● **Check your understanding**
**A.** In the movie blog post, please rewrite the stretch from "But the directing, oh" through "let's move on.", changing "Sulu" to "Chekov".
**B.** In the movie blog post, which actor does the writer rate as probably the best of the Star Trek I cast?
**C.** Write the next part of the movie blog post, picking up right after its final sentence.

*** Text section ***

Thursday, April 27, 2006

Bloglines back, most of the way; movies

Two of the three addresses of the feed for this site seem to have restarted on bloglines, after a five day hiatus. I'm hoping that this means we are back in business.

The three addresses are: - That's the correct address for the feed, and the one that I recommend. - I don't know where this one came from. What does "bsuser" mean? In any case, this address is still showing an error. Update: this one is back online now, too. - I imagine that this should be identical to the first one, but it is tracked separately on bloglines.

So welcome back; I'm sorry that you probably got deluged with ten or so posts at once.

Young Adam

I just saw Young Adam, primarily because I didn't see anything else in the video store that I wanted, and because I remembered it being touted as the "best Scottish movie" on Gaping Void.

We got the NC-17 version with lots of nudity (Ewan McGregor is not Jewish, in case you wanted to know). As far as the movie goes, it had good acting and a nice screenplay. The film was shot beautifully. The characters ranged from compelling to a little blase. It didn't quite hit greatness for me.

This was partly because the main character, McGregor, didn't really do much except for nail every woman who walked within ten feet of him, especially if she was already married. His character was supposed to represent someone so far out of society that he was on the periphery of moral conduct. However, despite a few inklings of conscience, his character doesn't move anywhere, which is a bit of a failing. In fact, no one's character really goes anywhere. Update: my wife disagrees with me, by pointing out that the character's inability to grow was the point of the movie.

If the movie had made the characters a bit more breathable, it would have been better. As it is, it was a pleasant, and sometimes erotic, diversion.

Star Trek I, II, III

I said a while ago that I was going to go through the Star Trek movies again, and I'm doing it slowly.

Star Trek I was a complete disaster of a movie, as I'm sure most of you know. The basic problem with a Star Trek movie is that you can't cast the characters; only the known actors get to play these roles. And they are actually pretty bad actors. Even, and I hate to say this, Leonard Nemoy was pretty poor, and he's a hero of mine (for his reading of the Golem of Prague, if nothing else). William Shatner was probably the best of the lot.

But the directing, oh man. Oh man oh man oh man. Could nobody really see that five to fifteen minute shots of nothing but slowly moving CGI is absolutely tedious to look at? Intersperse that with yet another shot of Sulu looking over the con into nothing, and then slightly moving his head. Or two other characters looking at each other, smiling, and then back out the window. Ahhhh! I had to skip forward.

Add to that a dozen ridiculous scenes, like walking off the ship onto a brick walk, Vger in a short skit running around making dewy eyes, and so on. 'Nuff said, let's move on.

*** End of Text section ***
*** Supplied records ***

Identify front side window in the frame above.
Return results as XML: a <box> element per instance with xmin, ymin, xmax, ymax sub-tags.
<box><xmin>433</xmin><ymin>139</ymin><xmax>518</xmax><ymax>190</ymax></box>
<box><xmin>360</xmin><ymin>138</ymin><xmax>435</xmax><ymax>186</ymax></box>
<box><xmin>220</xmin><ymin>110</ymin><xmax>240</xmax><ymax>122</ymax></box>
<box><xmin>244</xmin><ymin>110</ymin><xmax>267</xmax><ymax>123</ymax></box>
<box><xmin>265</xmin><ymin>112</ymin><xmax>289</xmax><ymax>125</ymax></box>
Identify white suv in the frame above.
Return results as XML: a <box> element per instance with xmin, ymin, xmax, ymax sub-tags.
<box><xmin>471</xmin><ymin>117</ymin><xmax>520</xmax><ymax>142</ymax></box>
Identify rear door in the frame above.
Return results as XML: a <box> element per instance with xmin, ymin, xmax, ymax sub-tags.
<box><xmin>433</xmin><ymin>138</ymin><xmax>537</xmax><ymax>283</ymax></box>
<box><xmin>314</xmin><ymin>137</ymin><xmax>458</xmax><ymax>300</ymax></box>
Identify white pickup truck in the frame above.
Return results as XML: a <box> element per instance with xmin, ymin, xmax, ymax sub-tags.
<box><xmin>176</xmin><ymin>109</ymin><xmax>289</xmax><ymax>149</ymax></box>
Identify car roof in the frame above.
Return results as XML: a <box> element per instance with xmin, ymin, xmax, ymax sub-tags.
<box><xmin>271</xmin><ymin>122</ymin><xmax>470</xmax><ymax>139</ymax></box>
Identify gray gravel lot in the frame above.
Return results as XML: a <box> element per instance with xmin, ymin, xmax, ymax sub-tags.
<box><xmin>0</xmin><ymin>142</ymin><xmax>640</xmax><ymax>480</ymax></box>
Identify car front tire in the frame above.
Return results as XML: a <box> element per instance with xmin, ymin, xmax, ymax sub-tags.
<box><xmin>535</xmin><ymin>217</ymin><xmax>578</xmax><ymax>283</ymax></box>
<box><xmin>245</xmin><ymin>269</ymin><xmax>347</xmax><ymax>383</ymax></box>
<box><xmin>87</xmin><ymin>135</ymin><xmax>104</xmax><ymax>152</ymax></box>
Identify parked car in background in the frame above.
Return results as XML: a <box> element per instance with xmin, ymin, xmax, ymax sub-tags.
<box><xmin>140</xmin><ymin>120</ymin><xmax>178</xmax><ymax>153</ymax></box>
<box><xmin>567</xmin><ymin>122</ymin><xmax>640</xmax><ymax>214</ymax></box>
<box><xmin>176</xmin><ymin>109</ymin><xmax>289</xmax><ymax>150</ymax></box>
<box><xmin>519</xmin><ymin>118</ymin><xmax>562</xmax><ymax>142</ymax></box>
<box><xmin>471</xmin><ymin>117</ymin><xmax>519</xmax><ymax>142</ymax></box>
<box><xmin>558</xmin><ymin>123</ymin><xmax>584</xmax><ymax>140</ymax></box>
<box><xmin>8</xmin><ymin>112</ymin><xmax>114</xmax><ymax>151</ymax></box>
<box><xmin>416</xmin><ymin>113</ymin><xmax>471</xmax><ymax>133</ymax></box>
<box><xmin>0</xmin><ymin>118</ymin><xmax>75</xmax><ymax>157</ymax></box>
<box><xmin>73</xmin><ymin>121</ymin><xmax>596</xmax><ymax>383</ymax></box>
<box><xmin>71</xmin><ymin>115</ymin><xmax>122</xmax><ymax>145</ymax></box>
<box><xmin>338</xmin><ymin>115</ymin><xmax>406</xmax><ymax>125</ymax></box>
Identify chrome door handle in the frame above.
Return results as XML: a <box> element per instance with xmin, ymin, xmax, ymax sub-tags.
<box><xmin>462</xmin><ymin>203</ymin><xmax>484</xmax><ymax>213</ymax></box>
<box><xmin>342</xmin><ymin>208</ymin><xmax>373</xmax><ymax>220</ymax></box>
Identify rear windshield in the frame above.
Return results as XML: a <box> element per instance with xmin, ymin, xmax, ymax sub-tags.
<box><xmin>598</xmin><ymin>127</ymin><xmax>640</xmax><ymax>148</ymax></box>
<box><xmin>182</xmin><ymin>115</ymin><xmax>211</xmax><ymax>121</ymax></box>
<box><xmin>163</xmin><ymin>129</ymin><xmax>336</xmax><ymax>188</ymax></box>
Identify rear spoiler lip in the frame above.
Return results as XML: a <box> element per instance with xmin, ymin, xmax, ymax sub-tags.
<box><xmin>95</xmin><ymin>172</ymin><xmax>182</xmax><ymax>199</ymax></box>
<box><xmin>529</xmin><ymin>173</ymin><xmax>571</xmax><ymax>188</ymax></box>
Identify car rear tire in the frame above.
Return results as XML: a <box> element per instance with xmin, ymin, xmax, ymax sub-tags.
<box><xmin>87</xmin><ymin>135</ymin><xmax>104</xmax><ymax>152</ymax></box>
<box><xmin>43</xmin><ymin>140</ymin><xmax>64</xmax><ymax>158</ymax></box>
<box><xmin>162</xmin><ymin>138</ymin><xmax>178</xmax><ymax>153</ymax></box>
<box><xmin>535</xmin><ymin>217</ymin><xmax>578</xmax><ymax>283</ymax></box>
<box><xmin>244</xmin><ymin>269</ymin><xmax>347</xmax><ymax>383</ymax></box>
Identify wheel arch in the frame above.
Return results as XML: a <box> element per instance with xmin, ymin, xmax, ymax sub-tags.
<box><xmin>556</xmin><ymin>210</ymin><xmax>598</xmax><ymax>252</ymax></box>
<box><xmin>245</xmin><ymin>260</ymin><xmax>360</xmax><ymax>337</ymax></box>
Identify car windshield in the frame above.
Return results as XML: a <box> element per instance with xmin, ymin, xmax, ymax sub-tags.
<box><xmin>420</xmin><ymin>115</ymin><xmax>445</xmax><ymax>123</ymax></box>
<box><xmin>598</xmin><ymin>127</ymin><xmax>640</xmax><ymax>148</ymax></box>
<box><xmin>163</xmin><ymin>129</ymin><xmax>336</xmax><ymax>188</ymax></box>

*** End of Supplied records ***

● **Numbered answers**
**A.**
But the directing, oh man. Oh man oh man oh man. Could nobody really see that five to fifteen minute shots of nothing but slowly moving CGI is absolutely tedious to look at? Intersperse that with yet another shot of Chekov looking over the con into nothing, and then slightly moving his head. Or two other characters looking at each other, smiling, and then back out the window. Ahhhh! I had to skip forward.

Add to that a dozen ridiculous scenes, like walking off the ship onto a brick walk, Vger in a short skit running around making dewy eyes, and so on. 'Nuff said, let's move on.

**B.** William Shatner.

**C.**
Star Trek II was a really good story, by contrast, and the pace was much better. The acting was still rather poor, however. And the great genius Khan sure makes a lot of dumb mistakes and gets outsmarted pretty easily by Kirk too often. But whatever. Ricardo Montalban was fun to see.

Star Trek III was as good as II, in my opinion, although Christopher Lloyd does sort of remind me of his role in Taxi ("So Kirk, mmmmmmmmmmmm, are you going to give me Genesis, say?" "No." "Hmmmmmm, well, uh, okey dokey." [1]) I couldn't quite figure out why they were headed for Genesis and not straight to Vulcan, nor why anyone would have a ritual to restore a soul to a body, when most people don't have a spare body lying around. And the final fight between Kirk and Kruge was ridiculous.

However, the humor was starting to flow; Bones trying to do a Vulcan nerve pinch, and "How can you not hear with ears like that!" There were some good lines. I haven't yet rewatched IV, but I remember that IV had the most humor (that was funny), which made it the most fun to watch.

I'll get to that one soon.

Trois Couleurs: Blue, White, Red

These films, Blue, White, and Red, by French director Krzysztof Kieslowski, are all very good movies, although none of them are perfect. Actually, they go from good (Blue) to very good (White), to great (Red). Rachel and I watched the last one only a few weeks ago. There is nothing like a good film to erase the memory of a shelf of mediocre films. You'll just have to endure the subtitles.

You don't have to be stuffy and intellectual to enjoy it, but you do have to be willing to think through the issues that the director is exploring and approach the movie as a dialogue, rather than the typical straightforward plots of Hollywood movies. They are just so beautiful: great acting, great filmmaking, great dialog, great lines.

I am still sad that Chris doesn't look like he will be making it, even though he really should. There's still a chance ... In any case, Nadine from the game club will be over for shabbat dinner and a game.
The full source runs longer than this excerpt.